— Natural-language object grounding data —
________________________________________
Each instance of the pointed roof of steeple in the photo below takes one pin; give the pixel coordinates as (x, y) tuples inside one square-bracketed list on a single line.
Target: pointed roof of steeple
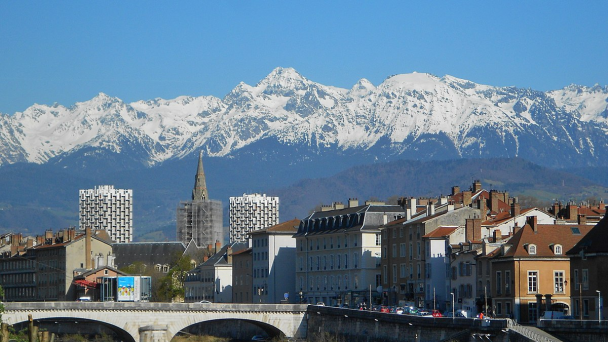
[(199, 193)]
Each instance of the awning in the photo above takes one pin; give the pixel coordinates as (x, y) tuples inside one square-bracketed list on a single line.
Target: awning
[(86, 283)]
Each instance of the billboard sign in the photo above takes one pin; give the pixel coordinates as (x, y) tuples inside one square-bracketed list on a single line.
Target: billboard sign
[(126, 289)]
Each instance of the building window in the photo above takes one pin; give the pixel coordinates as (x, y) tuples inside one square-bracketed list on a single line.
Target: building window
[(532, 282), (394, 273), (585, 279), (532, 315), (385, 274), (558, 277), (498, 283), (557, 249)]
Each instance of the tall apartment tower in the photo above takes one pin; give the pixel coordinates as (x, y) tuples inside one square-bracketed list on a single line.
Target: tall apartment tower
[(252, 212), (107, 208), (201, 218)]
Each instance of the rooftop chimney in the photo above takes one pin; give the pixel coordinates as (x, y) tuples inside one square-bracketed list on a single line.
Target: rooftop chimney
[(582, 219), (494, 200), (431, 209), (533, 222), (515, 209), (466, 198), (483, 211), (476, 186), (572, 210)]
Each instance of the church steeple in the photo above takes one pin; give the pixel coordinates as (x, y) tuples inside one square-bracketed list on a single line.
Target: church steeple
[(199, 193)]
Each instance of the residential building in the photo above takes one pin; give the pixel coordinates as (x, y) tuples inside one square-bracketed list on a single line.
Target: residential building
[(251, 212), (201, 218), (242, 275), (274, 261), (109, 209), (589, 266), (212, 280), (573, 213), (530, 272), (42, 268), (338, 252), (404, 262), (437, 265)]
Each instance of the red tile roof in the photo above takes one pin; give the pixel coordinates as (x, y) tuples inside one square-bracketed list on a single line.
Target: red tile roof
[(544, 238), (440, 232)]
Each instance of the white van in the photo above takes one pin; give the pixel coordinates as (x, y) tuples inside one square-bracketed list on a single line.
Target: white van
[(553, 315)]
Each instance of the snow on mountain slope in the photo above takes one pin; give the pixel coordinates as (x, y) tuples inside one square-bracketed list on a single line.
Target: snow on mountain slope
[(407, 112)]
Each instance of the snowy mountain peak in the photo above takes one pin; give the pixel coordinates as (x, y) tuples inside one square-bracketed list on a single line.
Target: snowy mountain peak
[(415, 115)]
________________________________________
Looking at the data above, return every line from the one with "Target: billboard sign" down to the one with "Each instance of the rooftop", exactly and inclusively.

Target: billboard sign
[(126, 289)]
Each instance of the building window in the photo above takes one pin; give the pixel coordinates as (x, y) tuples inside one square-bracketed list on a single line.
Target: building window
[(532, 282), (394, 273), (585, 279), (532, 315), (385, 274), (558, 277), (498, 283), (557, 249)]
Each instance of the tall apartment tower in the photo above takes one pin; give the pixel coordinates as (x, y) tuples inside one square-bracketed list on a single line.
Target: tall apartment tower
[(252, 212), (107, 208), (201, 218)]
Each instance of the rooftop chimney in the photo above takes one pin; give the pixel coordinates as (x, y) tuples inside one square-bracketed list on a single line.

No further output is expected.